Dataset items

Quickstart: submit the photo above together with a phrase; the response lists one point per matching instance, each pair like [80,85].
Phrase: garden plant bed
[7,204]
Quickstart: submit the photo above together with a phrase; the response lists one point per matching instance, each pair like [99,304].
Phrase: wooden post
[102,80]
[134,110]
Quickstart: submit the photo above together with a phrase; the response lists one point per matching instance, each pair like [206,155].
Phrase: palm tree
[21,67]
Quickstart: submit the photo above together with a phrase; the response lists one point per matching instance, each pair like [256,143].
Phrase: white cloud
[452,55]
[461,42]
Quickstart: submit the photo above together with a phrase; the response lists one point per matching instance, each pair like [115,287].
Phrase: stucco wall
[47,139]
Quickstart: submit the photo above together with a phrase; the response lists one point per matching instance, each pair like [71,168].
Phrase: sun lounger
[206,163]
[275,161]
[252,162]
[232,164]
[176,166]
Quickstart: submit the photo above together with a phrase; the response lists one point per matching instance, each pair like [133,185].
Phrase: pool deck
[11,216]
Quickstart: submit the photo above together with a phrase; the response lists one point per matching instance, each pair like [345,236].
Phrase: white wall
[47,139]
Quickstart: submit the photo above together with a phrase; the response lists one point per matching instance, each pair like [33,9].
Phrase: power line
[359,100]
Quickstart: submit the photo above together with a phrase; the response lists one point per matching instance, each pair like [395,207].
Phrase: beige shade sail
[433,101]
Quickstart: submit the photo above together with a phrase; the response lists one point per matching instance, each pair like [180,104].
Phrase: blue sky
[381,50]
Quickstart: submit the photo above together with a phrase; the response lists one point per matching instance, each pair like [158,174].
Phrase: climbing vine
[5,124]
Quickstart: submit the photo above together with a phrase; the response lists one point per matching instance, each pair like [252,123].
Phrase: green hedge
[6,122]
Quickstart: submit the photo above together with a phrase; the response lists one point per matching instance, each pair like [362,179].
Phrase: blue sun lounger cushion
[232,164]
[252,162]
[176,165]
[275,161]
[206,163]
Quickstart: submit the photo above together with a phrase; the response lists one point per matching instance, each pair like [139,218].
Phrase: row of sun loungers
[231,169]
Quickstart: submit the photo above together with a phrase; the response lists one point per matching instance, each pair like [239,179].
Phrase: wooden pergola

• [STATED GOAL] Convert the material, from the line containing "pair like [395,207]." through the end, into a JSON list of strings with one string per line and no blank lines.

• [EXERCISE ANSWER]
[
  "Quickstart: submit the photo above together with a phrase; the response lists one point per matching instance, each pair like [395,207].",
  "Phrase: beige shade sail",
  "[433,101]",
  "Quickstart: submit the photo above together with a phrase; the response lists one point per matching instance, each pair like [180,104].",
  "Phrase: blue sky",
  "[381,50]",
  "Quickstart: submit the photo above together with a phrase; the response lists one point per matching instance, each pair like [158,174].",
  "Phrase: climbing vine",
  "[5,124]",
  "Quickstart: submit the photo above together with a phrase; the response lists one point per matching instance, each pair like [252,123].",
  "Phrase: green hedge",
  "[6,122]",
  "Quickstart: submit the photo above together with a phrase; the response lists one point per matching instance, each pair like [362,179].",
  "Phrase: blue sun lounger cushion",
  "[232,164]",
  "[252,162]",
  "[176,165]",
  "[275,161]",
  "[206,163]",
  "Quickstart: submit the photo above together with a phrase; the response lists one point per matching instance, each pair like [139,218].",
  "Phrase: row of sun loungers",
  "[231,169]",
  "Quickstart: submit the photo above together with a phrase; the response lists one point per matching instance, each pair like [239,179].",
  "Phrase: wooden pergola"
]